Take the entries below and print all of them exactly, please.

Excerpts of location labeling data
** BEGIN **
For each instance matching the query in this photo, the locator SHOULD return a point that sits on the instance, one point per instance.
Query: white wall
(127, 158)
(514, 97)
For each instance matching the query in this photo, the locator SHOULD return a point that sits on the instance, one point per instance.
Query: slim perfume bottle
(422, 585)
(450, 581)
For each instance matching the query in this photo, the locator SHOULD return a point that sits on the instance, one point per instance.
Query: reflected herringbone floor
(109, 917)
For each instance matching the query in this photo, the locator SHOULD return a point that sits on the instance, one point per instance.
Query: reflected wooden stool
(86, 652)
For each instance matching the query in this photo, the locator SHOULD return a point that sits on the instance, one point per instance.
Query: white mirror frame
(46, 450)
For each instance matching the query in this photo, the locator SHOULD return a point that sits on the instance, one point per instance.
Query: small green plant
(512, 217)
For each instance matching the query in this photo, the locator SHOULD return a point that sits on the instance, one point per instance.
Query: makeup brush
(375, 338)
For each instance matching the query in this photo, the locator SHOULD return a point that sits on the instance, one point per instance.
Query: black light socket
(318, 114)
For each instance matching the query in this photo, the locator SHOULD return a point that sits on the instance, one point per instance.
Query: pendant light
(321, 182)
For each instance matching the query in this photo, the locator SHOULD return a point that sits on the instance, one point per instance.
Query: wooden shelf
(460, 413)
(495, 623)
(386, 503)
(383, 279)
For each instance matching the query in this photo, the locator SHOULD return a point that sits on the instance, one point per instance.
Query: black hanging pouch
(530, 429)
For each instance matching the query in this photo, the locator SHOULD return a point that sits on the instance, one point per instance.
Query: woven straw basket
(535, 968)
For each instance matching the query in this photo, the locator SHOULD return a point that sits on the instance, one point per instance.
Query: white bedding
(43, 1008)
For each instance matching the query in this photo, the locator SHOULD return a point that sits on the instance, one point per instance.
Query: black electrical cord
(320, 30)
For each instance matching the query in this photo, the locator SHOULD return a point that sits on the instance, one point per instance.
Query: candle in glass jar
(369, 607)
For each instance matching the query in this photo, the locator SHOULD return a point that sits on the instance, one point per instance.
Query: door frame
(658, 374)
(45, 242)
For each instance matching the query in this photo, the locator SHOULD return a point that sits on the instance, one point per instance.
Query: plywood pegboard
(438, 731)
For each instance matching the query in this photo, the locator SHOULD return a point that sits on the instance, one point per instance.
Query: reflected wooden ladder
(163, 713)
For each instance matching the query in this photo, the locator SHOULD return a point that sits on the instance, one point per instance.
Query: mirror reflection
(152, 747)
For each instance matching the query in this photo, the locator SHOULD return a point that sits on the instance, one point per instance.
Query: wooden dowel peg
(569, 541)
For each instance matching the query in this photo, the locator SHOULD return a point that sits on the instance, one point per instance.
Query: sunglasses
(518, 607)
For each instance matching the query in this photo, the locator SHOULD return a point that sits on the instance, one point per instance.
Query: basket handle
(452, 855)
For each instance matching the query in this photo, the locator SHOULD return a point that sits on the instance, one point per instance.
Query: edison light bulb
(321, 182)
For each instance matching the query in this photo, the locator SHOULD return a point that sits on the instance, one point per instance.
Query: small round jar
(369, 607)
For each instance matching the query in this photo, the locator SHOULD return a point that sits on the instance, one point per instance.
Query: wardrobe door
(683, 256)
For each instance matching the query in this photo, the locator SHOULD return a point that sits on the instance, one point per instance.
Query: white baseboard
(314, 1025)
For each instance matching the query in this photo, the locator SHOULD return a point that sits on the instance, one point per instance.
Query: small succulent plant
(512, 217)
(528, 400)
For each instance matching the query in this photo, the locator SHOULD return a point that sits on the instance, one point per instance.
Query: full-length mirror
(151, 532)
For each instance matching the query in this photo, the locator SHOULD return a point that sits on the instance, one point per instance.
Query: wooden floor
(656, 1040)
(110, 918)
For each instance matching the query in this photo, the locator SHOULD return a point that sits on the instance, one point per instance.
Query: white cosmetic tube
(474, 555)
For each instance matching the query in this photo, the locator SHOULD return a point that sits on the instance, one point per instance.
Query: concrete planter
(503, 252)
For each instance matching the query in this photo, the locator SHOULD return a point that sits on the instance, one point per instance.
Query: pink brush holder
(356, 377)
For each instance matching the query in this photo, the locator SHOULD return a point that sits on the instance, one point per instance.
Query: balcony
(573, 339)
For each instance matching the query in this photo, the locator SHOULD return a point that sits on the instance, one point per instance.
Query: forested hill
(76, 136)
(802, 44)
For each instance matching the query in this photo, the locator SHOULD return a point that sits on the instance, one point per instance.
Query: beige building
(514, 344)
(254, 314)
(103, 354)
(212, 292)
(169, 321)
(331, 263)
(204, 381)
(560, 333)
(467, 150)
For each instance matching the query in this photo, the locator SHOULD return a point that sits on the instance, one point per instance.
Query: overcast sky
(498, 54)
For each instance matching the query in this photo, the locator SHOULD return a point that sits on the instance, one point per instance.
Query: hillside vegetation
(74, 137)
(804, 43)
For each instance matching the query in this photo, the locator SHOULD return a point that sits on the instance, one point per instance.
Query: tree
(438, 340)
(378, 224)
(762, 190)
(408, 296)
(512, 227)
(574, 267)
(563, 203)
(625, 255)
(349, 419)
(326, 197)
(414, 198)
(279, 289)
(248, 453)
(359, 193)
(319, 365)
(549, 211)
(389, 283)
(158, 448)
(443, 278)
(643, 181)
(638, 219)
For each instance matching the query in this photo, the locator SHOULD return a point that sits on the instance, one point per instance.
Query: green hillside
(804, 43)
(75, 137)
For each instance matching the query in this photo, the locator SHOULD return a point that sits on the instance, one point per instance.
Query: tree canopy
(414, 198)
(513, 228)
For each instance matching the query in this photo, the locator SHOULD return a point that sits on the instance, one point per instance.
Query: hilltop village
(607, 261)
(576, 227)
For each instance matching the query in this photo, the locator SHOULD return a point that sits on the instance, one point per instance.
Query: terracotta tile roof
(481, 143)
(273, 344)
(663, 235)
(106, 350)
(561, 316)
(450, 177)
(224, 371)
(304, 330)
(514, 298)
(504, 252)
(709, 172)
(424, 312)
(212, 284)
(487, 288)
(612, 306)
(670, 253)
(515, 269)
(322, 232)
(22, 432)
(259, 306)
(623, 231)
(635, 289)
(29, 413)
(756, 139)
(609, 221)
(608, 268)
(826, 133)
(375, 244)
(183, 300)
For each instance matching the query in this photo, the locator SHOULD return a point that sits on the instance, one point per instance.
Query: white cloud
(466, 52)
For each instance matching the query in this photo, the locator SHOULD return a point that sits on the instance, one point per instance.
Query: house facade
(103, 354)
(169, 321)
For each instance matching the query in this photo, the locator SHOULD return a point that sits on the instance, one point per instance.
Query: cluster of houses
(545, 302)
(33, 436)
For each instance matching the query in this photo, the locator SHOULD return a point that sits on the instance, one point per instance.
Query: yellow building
** END **
COMPLETED EXERCISE -
For each instance matching the query in this photo, the locator SHOULD return a point that sits on the instance, one point per instance.
Query: white wall
(127, 158)
(514, 97)
For each instance matching the query in this photo, the locator SHOULD return a point that sits on the instance, one point per instance.
Query: slim perfume bottle
(422, 585)
(450, 581)
For each instance matching the query in this photo, the locator SHOULD return a point that sits on the instance, one point per instance.
Query: reflected herringbone floor
(109, 917)
For each instance matching the query in this photo, the locator SHOULD return a point that sits on the instance, one point per instance.
Query: reflected wooden stool
(86, 652)
For each instance matching the query in this photo, the locator SHOULD return a point that sits on the instance, one point per instance.
Query: white mirror frame
(46, 450)
For each instance matching the query in this photo, the locator SHOULD return a point that sits on the instance, one point per instance.
Query: small green plant
(512, 217)
For each instance matching the query in this photo, the locator SHOULD return a point that sits on the instance, one point per instance.
Query: makeup brush
(375, 338)
For each instance matching the query in this photo, the locator SHOULD return a point that sits on the instance, one point per instance.
Query: black light socket
(318, 114)
For each instance matching the query in this photo, the locator SHOULD return a point that sits on the instance, one point per instance.
Query: pendant light
(321, 182)
For each instance matching the query in this photo, the locator SHOULD return a point that sits on the instance, one point per instance.
Query: wooden shelf
(460, 413)
(495, 623)
(386, 503)
(383, 279)
For each instance matching the query in this photo, the locator SHOULD return a point that sits on the instance, one point per instance.
Query: black hanging pouch
(530, 429)
For each instance matching the query in this photo, the locator SHOULD return a point that sits on the instance, one point per instance.
Query: woven straw basket
(535, 968)
For each instance matching the query in this photo, the locator SHOULD return a point that sits on the instance, one point per instance.
Query: white bedding
(43, 1008)
For each instance matching the query in this photo, the locator SHOULD return a point that sits on the instance, one point per instance.
Query: black electrical cord
(320, 30)
For each instance matching the query in this photo, the locator SHOULD return a point that sits on the instance, one point per instance.
Query: candle in glass jar
(369, 607)
For each instance matching the query in this photo, the locator SHOULD return a point that sits on the instance, one point per instance.
Query: door frame
(658, 374)
(45, 242)
For each instance matching the query in this photo, the locator SHOULD return a point that sits on the instance, one point per instance.
Query: plywood pegboard
(438, 731)
For each instance matching the query in this photo, the locator SHOULD return a point that sits on the instance, one point per instance.
Query: reflected wooden ladder
(163, 713)
For each instance matching the query in this photo, the locator SHOULD return a point that sits on the instance, one point per instance.
Query: mirror reflection
(152, 747)
For each instance matching the query in this photo, the locator SHOULD return a point that sits on the instance, one point per instance.
Query: wooden dowel peg
(569, 541)
For each instance matching the query in this photo, the locator SHOULD return a point that sits on the instance, one point per instance.
Query: sunglasses
(518, 607)
For each instance matching the query in this photo, the locator SHOULD return a point that sits on the instance, one point per instance.
Query: basket handle
(452, 855)
For each instance matching the query in this photo, the locator SHOULD return a point that sits on the instance, one point per instance.
Query: edison light bulb
(321, 182)
For each instance matching the query in this photo, the locator SHOULD return a point that sits on the instance, one point per instance.
Query: small round jar
(369, 607)
For each instance matching the query in this photo, the locator SHOULD return a point that sits on the instance, one point per instance.
Query: wardrobe door
(683, 256)
For each instance matching the query in this photo, the locator SHOULD return a point that sits on the instance, one point per instance.
Query: white baseboard
(314, 1025)
For each instance matching the query in this photo, the locator SHOULD return a point that sits on the instance, one point per instance.
Query: small succulent plant
(512, 217)
(528, 400)
For each instance matching the query in this photo, the locator SHOULD return a point that sits on the instance, one point per instance.
Query: full-length mirror
(151, 532)
For each instance matching the query in this photo, the locator SHOULD return a point that sits on the instance, one point per instance.
Query: wooden floor
(656, 1040)
(110, 918)
For each instance matching the query in this photo, the locator SHOULD return a point that sits on the instance, one point per instance.
Query: white cosmetic tube
(474, 555)
For each instance matching the query in this photo, the locator SHOULD return a point that sits on the instance, one point per instance.
Query: concrete planter
(503, 252)
For each instance matching the query in this photo, the locator SHOULD return a point that sits on the instance, one point per instance.
Query: pink brush holder
(356, 377)
For each instance matching the query in this photo, the locator SHOULD return a point that sits on the instance, one point per instance.
Query: balcony
(573, 339)
For each instance matching the query in this photo, the locator SHOULD return a point that sits on the instance, one point per instance.
Query: forested hill
(76, 136)
(802, 44)
For each instance matching the query in this photo, the locator SHOULD return a point that sits on the instance, one point per instance.
Query: beige building
(514, 344)
(254, 314)
(103, 354)
(212, 292)
(169, 321)
(331, 263)
(204, 381)
(560, 333)
(467, 150)
For each instance matching the query in this photo, the locator SHOULD return a point that sits on the instance, one point per instance.
Query: overcast sky
(498, 54)
For each instance matching the query in this photo, the locator SHOULD return a point that sits on the instance, one point per instance.
Query: hillside vegetation
(74, 137)
(804, 43)
For each instance matching the query in this photo, the locator SHOULD return a point that sits on the instance, one point per instance.
Query: tree
(438, 340)
(378, 224)
(762, 190)
(408, 296)
(512, 227)
(574, 267)
(563, 203)
(625, 255)
(349, 419)
(326, 197)
(414, 198)
(279, 289)
(248, 453)
(359, 193)
(319, 365)
(549, 211)
(389, 283)
(158, 448)
(443, 278)
(643, 181)
(638, 219)
For each instance matching the query in this photo, the locator SHOULD return a point that sits on the instance, one point per instance.
Query: green hillside
(804, 43)
(75, 137)
For each instance matching the query in this photo, the locator SHOULD return a point that sits on the instance, one point per instance.
Query: tree canopy
(414, 198)
(513, 228)
For each instance matching the query in this photo, the locator SHOULD return a point that sits on the instance, one point per instance.
Query: hilltop village
(607, 261)
(576, 227)
For each instance matching the query in this photo, the locator SHOULD return a point that sits on the instance, one point per instance.
Query: terracotta tile roof
(481, 143)
(273, 344)
(663, 235)
(106, 350)
(561, 316)
(450, 177)
(224, 371)
(304, 330)
(514, 298)
(504, 252)
(709, 172)
(424, 312)
(212, 284)
(487, 288)
(612, 306)
(670, 253)
(515, 269)
(322, 232)
(22, 432)
(259, 306)
(623, 231)
(635, 289)
(29, 413)
(756, 139)
(609, 221)
(608, 268)
(826, 133)
(375, 244)
(183, 300)
For each instance matching the query in this photo, the locator SHOULD return a point that sits on the instance, one point per instance.
Query: white cloud
(466, 52)
For each instance matching the query in this photo, the locator SHOULD return a point that sits on the instance, one point per instance.
Query: house facade
(103, 354)
(169, 321)
For each instance matching the query in this photo, the locator SHOULD return a point that sits on the instance, one point per instance.
Query: cluster of houses
(545, 302)
(33, 436)
For each instance matching the query in this photo, the locator SHOULD return a point that sits on the instance, one point per instance.
Query: yellow building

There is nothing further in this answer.